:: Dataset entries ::

=====

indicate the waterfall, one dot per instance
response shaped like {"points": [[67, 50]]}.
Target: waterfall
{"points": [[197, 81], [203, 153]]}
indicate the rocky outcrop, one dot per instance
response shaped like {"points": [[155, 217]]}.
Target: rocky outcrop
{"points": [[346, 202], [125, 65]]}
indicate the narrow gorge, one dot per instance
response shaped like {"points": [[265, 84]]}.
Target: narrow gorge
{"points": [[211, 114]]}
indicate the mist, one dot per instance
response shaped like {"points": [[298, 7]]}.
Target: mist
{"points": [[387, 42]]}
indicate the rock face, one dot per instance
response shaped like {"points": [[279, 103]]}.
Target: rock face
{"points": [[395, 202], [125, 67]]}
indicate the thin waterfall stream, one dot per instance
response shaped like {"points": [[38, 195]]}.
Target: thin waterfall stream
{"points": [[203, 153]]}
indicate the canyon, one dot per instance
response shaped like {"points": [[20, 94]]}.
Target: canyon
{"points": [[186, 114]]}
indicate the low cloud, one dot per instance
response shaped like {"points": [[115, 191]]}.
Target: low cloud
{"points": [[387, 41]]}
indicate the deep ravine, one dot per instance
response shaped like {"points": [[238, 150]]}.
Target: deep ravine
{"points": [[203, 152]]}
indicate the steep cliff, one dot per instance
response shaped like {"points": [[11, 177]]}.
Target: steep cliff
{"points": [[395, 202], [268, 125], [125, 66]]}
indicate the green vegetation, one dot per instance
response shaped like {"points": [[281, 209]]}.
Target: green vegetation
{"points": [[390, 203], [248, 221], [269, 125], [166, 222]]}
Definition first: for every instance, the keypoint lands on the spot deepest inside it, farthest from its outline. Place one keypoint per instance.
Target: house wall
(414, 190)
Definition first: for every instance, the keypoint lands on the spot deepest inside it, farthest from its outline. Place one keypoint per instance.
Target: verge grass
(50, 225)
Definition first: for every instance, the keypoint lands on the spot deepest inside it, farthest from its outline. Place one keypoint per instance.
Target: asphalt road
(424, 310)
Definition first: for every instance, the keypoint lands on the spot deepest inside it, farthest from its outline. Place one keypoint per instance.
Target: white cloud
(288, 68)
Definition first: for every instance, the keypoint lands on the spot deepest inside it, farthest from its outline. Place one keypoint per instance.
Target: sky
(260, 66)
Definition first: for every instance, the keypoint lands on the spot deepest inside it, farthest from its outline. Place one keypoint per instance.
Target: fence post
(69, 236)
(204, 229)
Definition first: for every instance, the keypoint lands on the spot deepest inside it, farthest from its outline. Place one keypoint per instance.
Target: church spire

=====

Write the entries above out again, unchanged and complete.

indicate the waterfall, one dot per instance
response shaped like {"points": [[67, 50]]}.
Target: waterfall
{"points": [[197, 81], [203, 153]]}
indicate the rocky outcrop, one dot per instance
response shaped like {"points": [[155, 217]]}.
Target: rocky outcrop
{"points": [[346, 202], [125, 65]]}
indicate the narrow gorge, one dot per instance
response shaped like {"points": [[265, 84]]}.
Target: narrow gorge
{"points": [[211, 114]]}
indicate the mist, one dot per instance
response shaped like {"points": [[298, 7]]}.
Target: mist
{"points": [[387, 42]]}
indicate the rock face, one dot per instance
response shaped like {"points": [[279, 103]]}.
Target: rock face
{"points": [[395, 202], [125, 67]]}
indicate the thin waterfall stream, one dot per instance
response shaped like {"points": [[38, 195]]}.
Target: thin waterfall stream
{"points": [[203, 153]]}
indicate the canyon, one dot per instance
response shaped like {"points": [[20, 94]]}.
Target: canyon
{"points": [[186, 114]]}
indicate the low cloud, one dot per instance
response shaped like {"points": [[115, 191]]}.
Target: low cloud
{"points": [[387, 41]]}
indicate the deep ravine, one dot per instance
response shaped like {"points": [[238, 150]]}.
Target: deep ravine
{"points": [[203, 152]]}
indicate the steep cliff, one dot per instance
response shaped like {"points": [[11, 177]]}.
Target: steep cliff
{"points": [[395, 202], [268, 125], [125, 66]]}
indicate the green vegetation, one dot per instance
response shaped like {"points": [[281, 209]]}.
Target: green vegetation
{"points": [[390, 203], [248, 221], [269, 125], [166, 222]]}
Definition first: for every instance, the keypoint lands on the spot deepest inside it, farthest from its outline. Place one keypoint per instance.
Target: house wall
(414, 190)
Definition first: for every instance, the keypoint lands on the spot deepest inside it, farthest from its outline. Place one keypoint per instance.
Target: verge grass
(50, 225)
Definition first: for every instance, the keypoint lands on the spot deepest inside it, farthest from its outline. Place one keypoint per instance.
Target: asphalt road
(424, 310)
Definition first: for every instance, the keypoint lands on the spot deepest inside it, farthest from its outline. Place one keypoint per instance.
Target: white cloud
(288, 68)
Definition first: for every instance, the keypoint lands on the spot deepest inside it, farthest from its outline. Place one keypoint per instance.
Target: sky
(260, 66)
Definition first: for every instance, the keypoint lands on the spot deepest inside it, farthest from its outline. Place one keypoint per instance.
Target: fence post
(69, 236)
(204, 229)
Definition first: for every instance, the keypoint lands on the spot deepest inside it, farthest from its outline. Place one keypoint per instance.
Target: church spire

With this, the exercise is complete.